### EXERCISE TEXT
· · ·

Permissive and instructive induction of adult rodent prostatic epithelium by heterotypic urogenital sinus mesenchyme
- PMID: 8353595
Permissive and instructive induction of adult rodent prostatic epithelium by heterotypic urogenital sinus mesenchyme
Abstract
Adult rodent (rat and mouse) prostatic ducts (PR) were recombined heterospecifically with fetal urogenital sinus mesenchyme (UGM) (mouse UGM plus rat PR or rat UGM plus mouse PR), and the resultant tissue recombinants were grafted under the renal capsule of male athymic mice. For recombination with mouse UGM the ductal tips of each of the 4 rat prostatic lobes [ventral (VP), lateral type 1 (L1), lateral type 2 (L2), and dorsal prostate (DP)] were used. For recombination with rat UGM the ductal tips of each of the 2 mouse prostatic lobes [ventral (VP) and dorso-lateral prostate (DLP)] were used. After 1 month of growth in vivo, the DNA content of UGM+PR recombinants increased substantially (6.1- to 76.8-fold increase) over the combined DNA content of the isolated UGM and PR prior to grafting. Immunocytochemical, polyacrylamide gel electrophoretic and Western blot analyses demonstrated that irrespective of the initial source of the adult prostatic duct, the epithelium of UGM + PR recombinants continued to express its normal lobe-specific secretory proteins as well as secretory proteins specific to other prostatic lobes. For example, rat ventral and lateral type 2 prostate do not normally express DP-1, a rat dorsal-prostatic-specific protein, but after recombination with mouse UGM the induced prostatic epithelium expressed DP-1 as well as C3, a rat ventral-prostatic-specific protein. Sensitive reverse transcriptase-polymerase chain reaction techniques (RT-PCR) verified the expression of mRNA for C3 and DP-1 in such tissue recombinants. Analogous results were obtained for UGM + PR tissue recombinants constructed with prostatic ductal tips from rat L1, L2 and DP and mouse VP and DLP. These findings demonstrate that adult rodent prostatic epithelium retains a responsiveness to its connective tissue environment, and that fetal UGM can permissively induce prostatic ductal growth and morphogenesis while instructively inducing the expression of a new spectrum of prostatic secretory proteins.

· · ·

### GIVEN RECORDS
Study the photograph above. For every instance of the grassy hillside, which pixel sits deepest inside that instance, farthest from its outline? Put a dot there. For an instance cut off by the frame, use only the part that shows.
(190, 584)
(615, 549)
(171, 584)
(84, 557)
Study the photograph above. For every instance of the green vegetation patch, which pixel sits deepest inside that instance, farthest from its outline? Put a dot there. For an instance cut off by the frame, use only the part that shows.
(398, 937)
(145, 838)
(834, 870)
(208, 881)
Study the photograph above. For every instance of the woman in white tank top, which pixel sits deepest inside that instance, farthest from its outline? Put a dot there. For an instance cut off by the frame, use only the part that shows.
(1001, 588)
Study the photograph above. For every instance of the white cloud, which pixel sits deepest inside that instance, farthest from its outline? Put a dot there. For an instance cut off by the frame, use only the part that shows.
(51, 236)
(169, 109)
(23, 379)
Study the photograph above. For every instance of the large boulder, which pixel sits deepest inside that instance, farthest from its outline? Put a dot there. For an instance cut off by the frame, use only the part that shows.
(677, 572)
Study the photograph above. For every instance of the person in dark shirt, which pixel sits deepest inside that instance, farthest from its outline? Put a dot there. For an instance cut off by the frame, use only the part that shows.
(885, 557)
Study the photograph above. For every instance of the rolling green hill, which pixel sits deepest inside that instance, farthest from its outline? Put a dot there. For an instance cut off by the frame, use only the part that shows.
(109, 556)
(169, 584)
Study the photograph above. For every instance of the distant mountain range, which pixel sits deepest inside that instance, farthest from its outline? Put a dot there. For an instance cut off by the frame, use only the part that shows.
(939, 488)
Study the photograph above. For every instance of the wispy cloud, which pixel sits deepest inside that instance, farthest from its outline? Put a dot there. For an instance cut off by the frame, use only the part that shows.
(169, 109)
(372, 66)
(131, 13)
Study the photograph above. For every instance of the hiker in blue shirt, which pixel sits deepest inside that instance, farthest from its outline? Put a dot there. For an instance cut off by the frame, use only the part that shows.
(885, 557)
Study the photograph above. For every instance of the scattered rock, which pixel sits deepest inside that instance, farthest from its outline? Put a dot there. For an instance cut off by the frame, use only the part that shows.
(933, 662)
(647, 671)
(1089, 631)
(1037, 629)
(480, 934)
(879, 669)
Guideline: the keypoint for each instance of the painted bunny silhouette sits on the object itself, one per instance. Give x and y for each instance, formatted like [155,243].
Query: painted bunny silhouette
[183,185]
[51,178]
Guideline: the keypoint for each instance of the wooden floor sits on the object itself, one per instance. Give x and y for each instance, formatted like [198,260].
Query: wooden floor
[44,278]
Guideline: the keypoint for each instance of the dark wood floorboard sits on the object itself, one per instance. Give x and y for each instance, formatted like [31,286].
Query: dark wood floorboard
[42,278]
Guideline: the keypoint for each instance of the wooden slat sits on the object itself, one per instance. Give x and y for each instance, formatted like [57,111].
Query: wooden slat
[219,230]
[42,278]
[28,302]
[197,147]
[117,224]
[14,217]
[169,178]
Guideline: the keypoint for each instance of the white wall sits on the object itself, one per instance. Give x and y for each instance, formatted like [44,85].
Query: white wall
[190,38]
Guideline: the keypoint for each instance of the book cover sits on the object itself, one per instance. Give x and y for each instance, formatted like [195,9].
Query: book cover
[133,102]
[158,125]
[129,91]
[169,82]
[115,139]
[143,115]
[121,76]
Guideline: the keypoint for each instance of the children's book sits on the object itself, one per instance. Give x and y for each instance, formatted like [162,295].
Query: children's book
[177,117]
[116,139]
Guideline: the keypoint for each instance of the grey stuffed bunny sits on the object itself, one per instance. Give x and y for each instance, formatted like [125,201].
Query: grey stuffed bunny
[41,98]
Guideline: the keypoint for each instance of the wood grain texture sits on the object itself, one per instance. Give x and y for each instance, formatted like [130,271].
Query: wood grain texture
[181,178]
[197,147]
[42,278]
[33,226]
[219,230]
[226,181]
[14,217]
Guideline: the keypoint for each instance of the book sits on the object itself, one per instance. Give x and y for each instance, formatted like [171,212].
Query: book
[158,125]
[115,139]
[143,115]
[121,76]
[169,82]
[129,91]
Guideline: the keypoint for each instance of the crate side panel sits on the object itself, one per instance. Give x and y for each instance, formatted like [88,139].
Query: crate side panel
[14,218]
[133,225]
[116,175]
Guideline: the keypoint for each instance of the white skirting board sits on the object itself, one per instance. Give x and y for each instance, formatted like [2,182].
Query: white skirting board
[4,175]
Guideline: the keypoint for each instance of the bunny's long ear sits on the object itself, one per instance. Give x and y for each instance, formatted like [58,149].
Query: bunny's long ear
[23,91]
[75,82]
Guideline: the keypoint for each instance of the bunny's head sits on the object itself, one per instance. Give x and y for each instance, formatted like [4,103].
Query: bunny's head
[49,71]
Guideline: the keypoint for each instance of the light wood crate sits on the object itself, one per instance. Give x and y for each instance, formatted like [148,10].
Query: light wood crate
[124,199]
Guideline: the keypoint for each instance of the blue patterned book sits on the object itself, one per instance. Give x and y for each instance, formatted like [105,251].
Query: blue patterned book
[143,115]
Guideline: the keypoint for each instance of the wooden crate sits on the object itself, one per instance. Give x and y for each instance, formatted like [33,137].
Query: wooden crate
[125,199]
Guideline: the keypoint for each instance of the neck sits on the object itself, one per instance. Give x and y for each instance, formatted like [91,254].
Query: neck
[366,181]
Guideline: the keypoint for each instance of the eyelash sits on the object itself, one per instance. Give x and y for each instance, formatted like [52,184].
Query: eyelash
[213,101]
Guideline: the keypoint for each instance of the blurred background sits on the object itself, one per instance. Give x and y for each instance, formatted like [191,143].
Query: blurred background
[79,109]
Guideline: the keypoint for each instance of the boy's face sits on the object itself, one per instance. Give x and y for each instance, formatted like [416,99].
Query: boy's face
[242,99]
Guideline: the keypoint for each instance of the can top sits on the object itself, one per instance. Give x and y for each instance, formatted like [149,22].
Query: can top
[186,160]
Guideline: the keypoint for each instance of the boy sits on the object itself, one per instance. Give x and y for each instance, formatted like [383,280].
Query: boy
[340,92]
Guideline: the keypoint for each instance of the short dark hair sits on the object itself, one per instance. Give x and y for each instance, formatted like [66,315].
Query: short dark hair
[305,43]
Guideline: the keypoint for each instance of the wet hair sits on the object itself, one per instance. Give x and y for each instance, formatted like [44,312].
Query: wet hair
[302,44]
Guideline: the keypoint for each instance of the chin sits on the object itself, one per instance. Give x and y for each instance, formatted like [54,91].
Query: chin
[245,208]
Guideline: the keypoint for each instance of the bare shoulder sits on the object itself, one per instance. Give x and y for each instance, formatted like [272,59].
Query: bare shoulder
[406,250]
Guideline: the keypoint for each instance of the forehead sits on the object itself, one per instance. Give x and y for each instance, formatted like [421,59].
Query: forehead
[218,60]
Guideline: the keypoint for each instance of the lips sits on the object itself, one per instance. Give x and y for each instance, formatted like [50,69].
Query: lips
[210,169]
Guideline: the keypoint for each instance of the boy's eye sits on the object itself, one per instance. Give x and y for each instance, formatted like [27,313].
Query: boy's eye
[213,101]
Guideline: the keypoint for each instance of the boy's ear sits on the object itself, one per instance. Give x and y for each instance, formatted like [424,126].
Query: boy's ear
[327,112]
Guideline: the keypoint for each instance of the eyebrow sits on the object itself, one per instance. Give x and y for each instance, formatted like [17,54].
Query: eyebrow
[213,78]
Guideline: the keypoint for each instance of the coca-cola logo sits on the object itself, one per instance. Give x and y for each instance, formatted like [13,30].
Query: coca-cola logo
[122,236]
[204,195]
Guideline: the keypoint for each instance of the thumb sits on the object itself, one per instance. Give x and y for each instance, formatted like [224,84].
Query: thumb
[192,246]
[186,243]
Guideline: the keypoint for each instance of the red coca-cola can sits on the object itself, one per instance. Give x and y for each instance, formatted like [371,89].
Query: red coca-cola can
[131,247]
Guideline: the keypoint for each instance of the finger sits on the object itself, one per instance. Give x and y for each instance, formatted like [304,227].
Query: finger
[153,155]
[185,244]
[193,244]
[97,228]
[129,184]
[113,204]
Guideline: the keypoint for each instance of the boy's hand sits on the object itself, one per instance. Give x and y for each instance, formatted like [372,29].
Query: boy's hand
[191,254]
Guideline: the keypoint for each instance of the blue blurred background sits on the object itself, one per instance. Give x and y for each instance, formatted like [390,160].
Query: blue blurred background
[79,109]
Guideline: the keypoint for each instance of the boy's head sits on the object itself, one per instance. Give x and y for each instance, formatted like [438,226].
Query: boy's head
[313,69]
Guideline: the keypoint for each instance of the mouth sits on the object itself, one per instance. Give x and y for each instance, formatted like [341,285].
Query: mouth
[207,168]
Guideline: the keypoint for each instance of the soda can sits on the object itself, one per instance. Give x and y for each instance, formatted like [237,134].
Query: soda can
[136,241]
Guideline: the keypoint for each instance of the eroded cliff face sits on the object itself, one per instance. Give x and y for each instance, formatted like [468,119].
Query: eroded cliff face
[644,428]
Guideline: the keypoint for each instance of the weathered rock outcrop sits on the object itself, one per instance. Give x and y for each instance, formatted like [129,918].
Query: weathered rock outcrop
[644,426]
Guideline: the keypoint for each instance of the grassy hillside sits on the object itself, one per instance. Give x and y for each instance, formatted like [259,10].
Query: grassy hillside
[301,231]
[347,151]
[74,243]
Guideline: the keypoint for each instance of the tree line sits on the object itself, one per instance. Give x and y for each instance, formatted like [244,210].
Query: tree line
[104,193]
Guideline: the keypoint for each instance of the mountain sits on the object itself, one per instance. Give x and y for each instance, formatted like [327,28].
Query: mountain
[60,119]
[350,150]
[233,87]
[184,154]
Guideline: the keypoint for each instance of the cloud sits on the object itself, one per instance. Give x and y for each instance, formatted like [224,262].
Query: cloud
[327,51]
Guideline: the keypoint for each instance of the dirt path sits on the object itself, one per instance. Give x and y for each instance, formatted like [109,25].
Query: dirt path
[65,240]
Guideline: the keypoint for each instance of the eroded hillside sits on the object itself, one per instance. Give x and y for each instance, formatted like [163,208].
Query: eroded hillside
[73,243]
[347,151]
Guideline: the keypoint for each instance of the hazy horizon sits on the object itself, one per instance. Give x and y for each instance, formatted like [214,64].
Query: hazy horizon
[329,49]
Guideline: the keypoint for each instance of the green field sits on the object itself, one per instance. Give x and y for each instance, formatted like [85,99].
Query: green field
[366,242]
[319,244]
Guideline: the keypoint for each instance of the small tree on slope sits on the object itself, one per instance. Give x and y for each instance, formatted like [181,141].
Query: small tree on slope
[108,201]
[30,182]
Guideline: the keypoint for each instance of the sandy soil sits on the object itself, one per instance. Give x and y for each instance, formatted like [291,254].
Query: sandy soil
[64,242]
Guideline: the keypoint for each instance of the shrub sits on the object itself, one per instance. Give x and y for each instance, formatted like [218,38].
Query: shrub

· · ·

### REQUIRED WORK
Translate this sentence from the prostate abstract into Spanish: "For recombination with rat UGM the ductal tips of each of the 2 mouse prostatic lobes [ventral (VP) and dorso-lateral prostate (DLP)] were used." Work only from the prostate abstract and ignore the data.

### EXPECTED ANSWER
Para la recombinación con UGM de rata se utilizaron los extremos ductales de cada uno de los 2 lóbulos prostáticos de ratón [ventral (VP) y próstata dorsolateral (DLP)].